Rewrite each line of the data below as a Markdown table with the columns "Row" and "Line", numbering the rows and skipping blank lines. Leave the pictures out of your answer.

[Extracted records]
______
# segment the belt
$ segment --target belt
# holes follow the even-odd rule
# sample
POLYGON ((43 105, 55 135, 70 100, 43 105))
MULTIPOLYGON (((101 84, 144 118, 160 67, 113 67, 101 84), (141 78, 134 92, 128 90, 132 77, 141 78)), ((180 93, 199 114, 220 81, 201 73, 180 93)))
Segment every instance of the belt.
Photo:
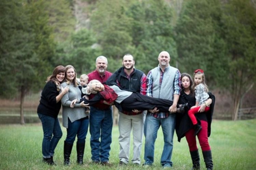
______
- **FINAL RESULT**
| Row | Line |
|---|---|
| 1 | # segment the belt |
| 2 | $ segment --target belt |
| 3 | # holes follow the even-odd rule |
| 4 | # sample |
| 5 | POLYGON ((43 105, 55 135, 70 100, 43 105)) |
| 6 | MULTIPOLYGON (((101 84, 144 118, 160 67, 113 67, 101 84), (141 78, 134 92, 128 90, 132 77, 141 78)), ((180 93, 199 114, 220 81, 201 73, 180 93))) |
| 7 | Segment every instance of the belt. |
| 8 | Photo: |